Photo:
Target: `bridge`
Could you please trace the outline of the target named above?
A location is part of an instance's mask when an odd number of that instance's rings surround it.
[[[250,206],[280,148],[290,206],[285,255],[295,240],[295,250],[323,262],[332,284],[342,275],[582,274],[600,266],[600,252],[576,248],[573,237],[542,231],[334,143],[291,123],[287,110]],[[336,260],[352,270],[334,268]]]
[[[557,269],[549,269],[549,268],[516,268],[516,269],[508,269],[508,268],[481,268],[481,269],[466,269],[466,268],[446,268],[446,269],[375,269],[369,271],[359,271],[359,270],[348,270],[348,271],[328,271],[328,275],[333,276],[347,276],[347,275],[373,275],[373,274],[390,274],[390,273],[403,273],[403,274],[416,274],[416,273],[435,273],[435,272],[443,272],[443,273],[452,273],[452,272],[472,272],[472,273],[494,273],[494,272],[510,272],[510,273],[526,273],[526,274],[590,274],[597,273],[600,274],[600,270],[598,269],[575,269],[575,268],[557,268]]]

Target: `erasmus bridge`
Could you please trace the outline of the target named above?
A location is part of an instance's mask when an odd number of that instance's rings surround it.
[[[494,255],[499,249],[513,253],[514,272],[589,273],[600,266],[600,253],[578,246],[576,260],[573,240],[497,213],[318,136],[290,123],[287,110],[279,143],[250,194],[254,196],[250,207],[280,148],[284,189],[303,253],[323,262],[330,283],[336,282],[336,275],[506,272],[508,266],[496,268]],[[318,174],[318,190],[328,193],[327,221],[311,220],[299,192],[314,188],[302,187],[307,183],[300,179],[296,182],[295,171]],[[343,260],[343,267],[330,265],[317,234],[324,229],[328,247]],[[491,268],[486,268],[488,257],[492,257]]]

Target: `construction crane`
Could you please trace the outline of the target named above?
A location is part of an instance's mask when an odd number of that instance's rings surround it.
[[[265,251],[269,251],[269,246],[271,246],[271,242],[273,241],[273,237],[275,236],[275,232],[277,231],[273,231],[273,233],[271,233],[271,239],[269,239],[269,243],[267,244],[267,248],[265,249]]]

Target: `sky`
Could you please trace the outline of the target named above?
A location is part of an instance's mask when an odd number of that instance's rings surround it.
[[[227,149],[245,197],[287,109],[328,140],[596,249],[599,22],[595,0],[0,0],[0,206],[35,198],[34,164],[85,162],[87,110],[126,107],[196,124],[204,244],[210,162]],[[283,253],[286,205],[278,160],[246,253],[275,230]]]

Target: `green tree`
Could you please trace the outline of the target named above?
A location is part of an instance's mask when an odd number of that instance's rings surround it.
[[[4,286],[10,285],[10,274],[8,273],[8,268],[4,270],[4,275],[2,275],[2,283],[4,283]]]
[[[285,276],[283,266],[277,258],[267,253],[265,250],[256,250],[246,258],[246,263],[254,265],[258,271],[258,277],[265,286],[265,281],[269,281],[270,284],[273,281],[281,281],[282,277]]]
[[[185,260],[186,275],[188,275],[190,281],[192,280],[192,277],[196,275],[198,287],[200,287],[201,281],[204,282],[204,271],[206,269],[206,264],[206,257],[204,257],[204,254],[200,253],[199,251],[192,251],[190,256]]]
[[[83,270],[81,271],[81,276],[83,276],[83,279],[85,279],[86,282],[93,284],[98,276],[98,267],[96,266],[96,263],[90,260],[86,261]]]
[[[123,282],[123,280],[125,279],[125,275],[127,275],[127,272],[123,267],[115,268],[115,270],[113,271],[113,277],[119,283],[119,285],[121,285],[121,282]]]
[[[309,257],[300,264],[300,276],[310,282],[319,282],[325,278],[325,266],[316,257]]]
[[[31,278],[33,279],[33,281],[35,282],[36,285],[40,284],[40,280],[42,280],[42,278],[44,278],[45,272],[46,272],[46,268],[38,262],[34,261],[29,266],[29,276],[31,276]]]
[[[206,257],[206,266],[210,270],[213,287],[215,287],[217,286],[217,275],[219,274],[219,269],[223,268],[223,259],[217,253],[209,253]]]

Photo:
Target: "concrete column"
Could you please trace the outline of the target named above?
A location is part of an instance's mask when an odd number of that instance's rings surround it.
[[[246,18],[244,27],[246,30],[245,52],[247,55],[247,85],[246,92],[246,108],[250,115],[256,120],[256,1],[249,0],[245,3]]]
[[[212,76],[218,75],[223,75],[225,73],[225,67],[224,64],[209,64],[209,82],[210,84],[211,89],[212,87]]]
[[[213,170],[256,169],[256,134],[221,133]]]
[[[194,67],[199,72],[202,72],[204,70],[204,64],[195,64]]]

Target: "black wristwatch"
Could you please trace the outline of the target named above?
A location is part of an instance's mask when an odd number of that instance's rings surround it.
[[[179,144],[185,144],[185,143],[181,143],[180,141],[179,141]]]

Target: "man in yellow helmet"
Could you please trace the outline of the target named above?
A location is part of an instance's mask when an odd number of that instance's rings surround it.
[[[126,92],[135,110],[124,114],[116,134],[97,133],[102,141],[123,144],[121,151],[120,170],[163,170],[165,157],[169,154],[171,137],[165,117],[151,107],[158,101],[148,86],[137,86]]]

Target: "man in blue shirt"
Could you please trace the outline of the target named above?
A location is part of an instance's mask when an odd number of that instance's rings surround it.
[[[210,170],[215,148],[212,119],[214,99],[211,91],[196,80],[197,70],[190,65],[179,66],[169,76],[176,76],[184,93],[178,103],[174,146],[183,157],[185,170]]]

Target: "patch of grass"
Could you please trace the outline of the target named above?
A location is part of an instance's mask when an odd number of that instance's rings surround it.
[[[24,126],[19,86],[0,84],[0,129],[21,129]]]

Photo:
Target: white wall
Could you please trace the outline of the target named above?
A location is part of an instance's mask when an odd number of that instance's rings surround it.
+ + +
» **DOEL VAN TAAK**
Zoek alsjeblieft elke regel in het materiaal hierboven waarin het woord "bridge" voorkomt en schrijf die regels over. Hoofdlettergebruik telt mee.

» **RESULTAAT OEFENING**
Target: `bridge`
Target: `erasmus bridge`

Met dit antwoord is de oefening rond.